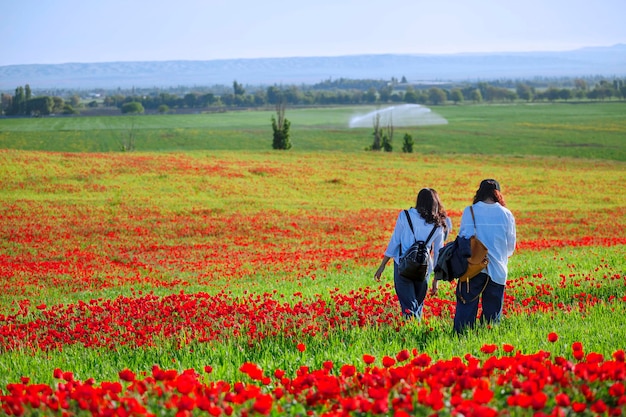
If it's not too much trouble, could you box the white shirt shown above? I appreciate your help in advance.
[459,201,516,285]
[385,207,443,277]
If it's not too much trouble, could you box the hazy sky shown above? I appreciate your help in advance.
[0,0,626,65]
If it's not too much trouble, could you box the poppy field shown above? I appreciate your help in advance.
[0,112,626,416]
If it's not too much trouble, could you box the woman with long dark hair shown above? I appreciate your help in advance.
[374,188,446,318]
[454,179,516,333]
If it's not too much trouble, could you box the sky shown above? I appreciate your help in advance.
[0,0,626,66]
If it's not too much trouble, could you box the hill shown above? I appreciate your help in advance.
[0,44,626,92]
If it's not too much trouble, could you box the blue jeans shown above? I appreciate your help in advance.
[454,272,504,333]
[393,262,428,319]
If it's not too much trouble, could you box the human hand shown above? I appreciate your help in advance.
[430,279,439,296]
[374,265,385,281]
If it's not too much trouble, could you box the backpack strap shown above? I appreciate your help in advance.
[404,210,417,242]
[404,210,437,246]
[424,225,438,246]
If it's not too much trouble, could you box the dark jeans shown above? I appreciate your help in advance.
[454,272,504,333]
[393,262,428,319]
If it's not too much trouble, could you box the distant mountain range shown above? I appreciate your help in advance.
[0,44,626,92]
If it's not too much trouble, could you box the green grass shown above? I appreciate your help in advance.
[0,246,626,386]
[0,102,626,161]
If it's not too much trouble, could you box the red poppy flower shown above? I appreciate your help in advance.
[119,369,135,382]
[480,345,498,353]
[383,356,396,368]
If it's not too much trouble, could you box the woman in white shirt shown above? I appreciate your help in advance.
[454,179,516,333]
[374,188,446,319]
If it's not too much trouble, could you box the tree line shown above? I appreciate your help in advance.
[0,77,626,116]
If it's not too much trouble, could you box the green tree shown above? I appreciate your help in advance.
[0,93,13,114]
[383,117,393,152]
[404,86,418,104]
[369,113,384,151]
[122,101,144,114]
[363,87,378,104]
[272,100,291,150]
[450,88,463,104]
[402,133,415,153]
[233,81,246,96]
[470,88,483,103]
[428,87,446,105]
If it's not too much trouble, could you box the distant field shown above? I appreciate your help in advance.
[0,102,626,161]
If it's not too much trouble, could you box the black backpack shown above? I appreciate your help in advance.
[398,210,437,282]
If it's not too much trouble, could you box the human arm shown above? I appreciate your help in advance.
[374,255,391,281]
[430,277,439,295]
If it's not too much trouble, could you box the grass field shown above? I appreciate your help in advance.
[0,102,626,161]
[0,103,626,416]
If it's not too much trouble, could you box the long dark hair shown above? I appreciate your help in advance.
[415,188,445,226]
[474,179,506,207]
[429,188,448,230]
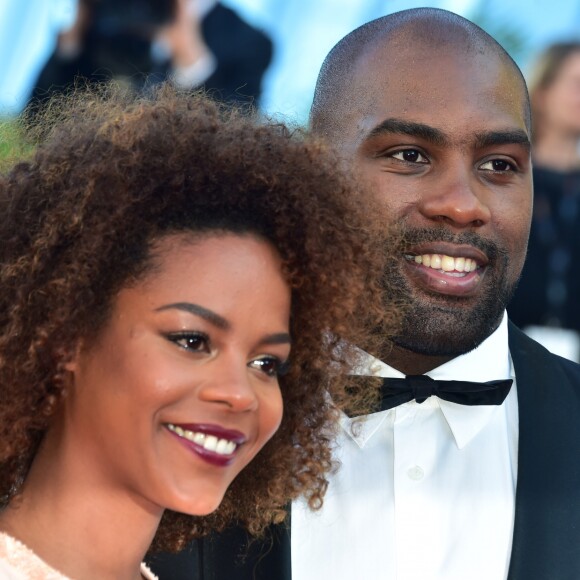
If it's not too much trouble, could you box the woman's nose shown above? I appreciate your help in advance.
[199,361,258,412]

=-=-=

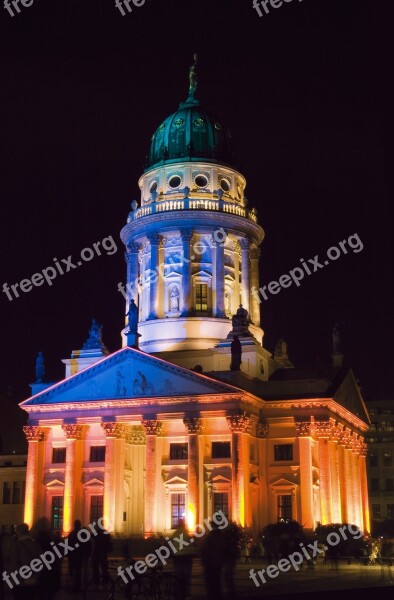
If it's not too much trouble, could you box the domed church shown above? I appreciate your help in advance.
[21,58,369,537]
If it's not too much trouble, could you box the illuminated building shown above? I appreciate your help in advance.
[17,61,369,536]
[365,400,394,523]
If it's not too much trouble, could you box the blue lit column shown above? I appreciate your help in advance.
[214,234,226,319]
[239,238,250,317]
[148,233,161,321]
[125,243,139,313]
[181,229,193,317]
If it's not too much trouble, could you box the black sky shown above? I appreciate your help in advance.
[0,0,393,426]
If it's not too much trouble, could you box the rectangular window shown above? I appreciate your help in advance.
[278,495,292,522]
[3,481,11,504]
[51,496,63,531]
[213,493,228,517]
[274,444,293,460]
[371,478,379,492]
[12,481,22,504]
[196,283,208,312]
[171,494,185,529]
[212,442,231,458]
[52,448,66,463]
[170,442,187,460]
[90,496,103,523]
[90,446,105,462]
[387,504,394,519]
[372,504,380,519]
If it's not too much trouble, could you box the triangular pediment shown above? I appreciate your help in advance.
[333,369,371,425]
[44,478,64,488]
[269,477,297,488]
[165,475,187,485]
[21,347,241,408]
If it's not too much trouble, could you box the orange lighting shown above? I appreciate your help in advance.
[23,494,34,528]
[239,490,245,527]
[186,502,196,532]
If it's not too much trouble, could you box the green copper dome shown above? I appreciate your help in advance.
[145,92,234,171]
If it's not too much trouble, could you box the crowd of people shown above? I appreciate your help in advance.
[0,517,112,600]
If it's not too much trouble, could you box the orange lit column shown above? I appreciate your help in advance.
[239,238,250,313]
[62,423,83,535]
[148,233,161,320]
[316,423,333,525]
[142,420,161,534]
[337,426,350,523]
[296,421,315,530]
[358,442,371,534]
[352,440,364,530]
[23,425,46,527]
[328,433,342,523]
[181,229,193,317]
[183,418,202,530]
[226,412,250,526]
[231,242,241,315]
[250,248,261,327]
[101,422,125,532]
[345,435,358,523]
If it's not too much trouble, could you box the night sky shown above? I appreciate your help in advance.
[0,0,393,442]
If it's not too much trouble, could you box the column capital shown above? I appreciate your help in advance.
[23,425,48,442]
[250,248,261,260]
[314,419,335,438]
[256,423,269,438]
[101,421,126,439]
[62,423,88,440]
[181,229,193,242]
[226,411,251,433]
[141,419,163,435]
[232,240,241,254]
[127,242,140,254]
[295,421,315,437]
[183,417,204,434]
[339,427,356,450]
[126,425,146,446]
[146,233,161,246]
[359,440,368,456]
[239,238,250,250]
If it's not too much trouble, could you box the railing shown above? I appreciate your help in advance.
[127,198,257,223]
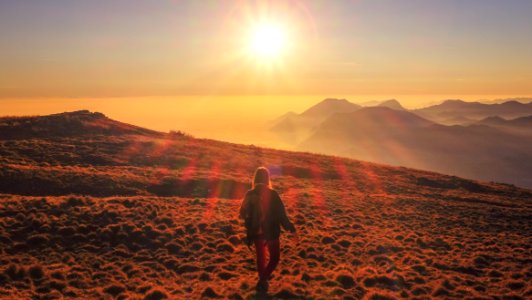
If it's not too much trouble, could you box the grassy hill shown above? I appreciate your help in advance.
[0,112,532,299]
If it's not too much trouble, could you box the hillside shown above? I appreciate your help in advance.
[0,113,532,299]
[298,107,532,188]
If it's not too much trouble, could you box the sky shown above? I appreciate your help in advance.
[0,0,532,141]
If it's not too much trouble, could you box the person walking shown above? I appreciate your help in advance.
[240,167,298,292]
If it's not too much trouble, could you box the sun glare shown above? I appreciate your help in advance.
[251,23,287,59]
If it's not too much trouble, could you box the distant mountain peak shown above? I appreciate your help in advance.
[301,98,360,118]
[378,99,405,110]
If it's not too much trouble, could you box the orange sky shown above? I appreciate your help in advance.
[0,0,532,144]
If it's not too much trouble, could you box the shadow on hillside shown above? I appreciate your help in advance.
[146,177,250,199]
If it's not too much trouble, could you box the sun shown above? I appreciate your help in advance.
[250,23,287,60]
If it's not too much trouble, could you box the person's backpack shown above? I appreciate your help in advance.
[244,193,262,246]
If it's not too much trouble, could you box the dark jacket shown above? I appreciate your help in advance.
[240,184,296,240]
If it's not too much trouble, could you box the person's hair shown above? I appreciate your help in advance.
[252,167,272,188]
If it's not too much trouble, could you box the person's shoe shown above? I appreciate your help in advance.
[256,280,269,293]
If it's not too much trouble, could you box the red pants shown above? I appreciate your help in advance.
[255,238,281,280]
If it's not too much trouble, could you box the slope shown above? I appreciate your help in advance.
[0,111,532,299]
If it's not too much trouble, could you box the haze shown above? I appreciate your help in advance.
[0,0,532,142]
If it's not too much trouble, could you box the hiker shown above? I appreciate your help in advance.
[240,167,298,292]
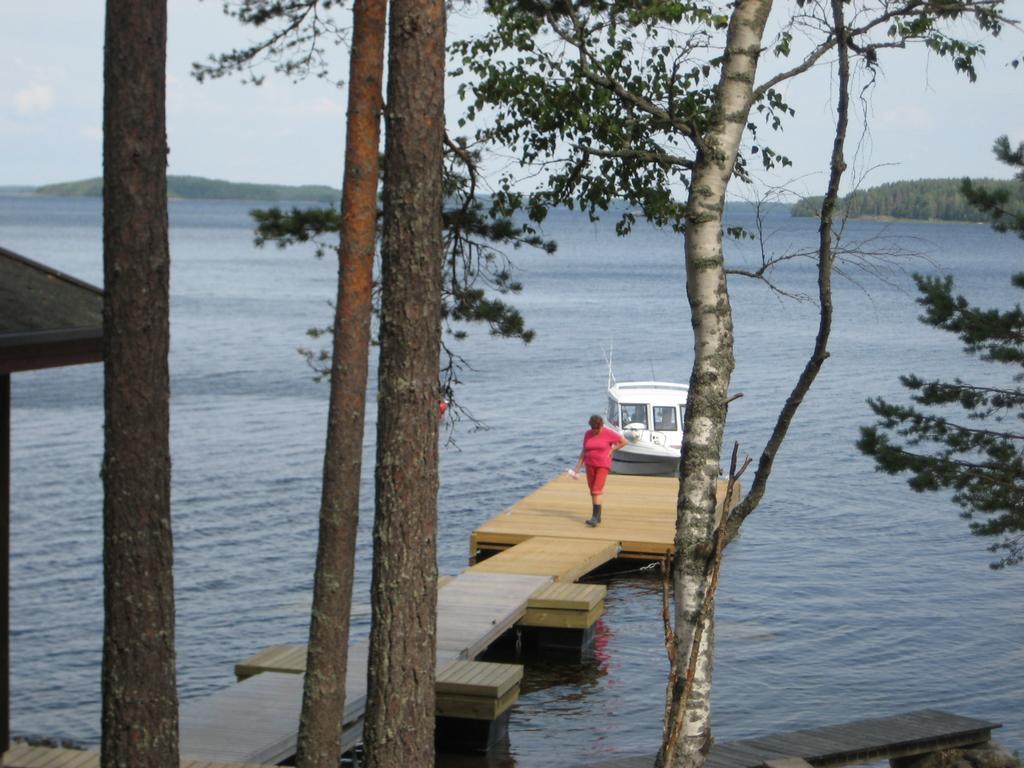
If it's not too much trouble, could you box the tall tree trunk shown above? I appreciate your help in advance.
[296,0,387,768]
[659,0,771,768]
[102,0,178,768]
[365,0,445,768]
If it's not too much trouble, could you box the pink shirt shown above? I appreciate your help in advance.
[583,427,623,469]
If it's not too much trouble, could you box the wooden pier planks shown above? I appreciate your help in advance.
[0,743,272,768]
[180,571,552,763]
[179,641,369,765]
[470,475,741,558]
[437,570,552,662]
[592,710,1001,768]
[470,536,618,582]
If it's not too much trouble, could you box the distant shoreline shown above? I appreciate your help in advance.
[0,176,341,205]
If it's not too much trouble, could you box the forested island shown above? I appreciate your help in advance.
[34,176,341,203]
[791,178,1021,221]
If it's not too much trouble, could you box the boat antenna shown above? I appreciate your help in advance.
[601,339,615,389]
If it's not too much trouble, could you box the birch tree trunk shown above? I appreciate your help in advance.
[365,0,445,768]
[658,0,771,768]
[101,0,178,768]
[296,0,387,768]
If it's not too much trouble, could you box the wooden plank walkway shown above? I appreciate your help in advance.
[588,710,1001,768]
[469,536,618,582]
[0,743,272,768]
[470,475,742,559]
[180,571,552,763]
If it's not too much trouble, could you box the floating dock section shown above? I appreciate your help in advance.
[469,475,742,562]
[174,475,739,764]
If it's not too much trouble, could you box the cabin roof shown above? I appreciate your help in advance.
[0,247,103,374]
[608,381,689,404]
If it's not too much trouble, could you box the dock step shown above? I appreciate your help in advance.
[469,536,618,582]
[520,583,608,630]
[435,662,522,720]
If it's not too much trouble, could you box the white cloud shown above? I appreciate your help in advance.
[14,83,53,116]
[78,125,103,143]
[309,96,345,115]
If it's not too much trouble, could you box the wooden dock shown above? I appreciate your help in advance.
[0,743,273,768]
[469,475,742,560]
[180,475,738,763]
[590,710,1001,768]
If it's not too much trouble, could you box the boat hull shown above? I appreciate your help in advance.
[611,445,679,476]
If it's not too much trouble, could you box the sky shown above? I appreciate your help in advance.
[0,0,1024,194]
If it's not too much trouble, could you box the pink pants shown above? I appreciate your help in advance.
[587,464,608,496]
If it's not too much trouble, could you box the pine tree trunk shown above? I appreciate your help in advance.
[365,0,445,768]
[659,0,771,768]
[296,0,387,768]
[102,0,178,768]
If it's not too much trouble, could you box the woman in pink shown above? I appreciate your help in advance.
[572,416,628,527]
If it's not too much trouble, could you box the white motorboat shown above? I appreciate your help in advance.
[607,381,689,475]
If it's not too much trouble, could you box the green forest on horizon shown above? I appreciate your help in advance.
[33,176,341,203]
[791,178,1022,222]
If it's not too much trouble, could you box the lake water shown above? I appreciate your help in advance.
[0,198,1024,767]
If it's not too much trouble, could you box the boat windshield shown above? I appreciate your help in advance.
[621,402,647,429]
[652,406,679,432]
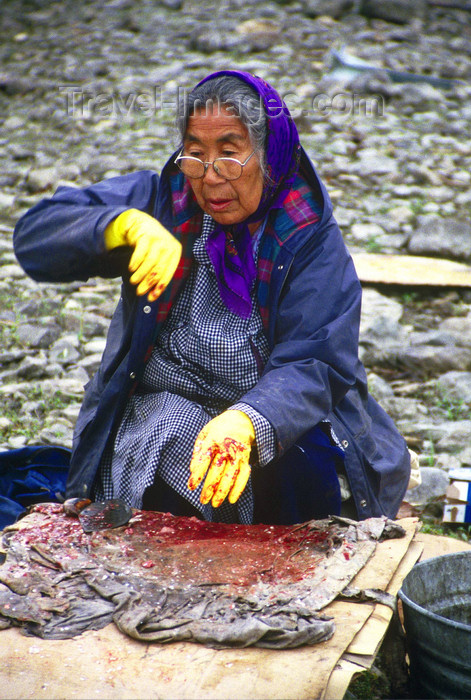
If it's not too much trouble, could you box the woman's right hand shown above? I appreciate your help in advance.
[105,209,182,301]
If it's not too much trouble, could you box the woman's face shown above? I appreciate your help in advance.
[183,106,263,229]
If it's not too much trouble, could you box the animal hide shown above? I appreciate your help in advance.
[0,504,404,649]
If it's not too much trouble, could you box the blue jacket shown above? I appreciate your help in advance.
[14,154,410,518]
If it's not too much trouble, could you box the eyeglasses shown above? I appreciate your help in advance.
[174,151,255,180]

=-=-=

To do: Retype the records above from the line with "the boat windshield" to the line with "[14,154,410,518]", including both of those lines, and leave out the pictures.

In response:
If it's not too much trouble, could you box the boat windshield shown above? I appreciate your help in advance.
[621,402,647,429]
[652,406,679,432]
If it's not too much trouble, could you box the woman's right hand shown above? I appreciate your help in advance.
[105,209,182,301]
If it's not too much trouble, could you box the woman's face shown above? I appreciate your help in advance.
[183,106,263,229]
If it's not too much trouble, could you box the animal hide shown above? I appreciate your help in advance.
[0,504,404,649]
If it's not too much trouble, could you box the blue jacket shown above? I appreciate your help in advance.
[14,154,410,518]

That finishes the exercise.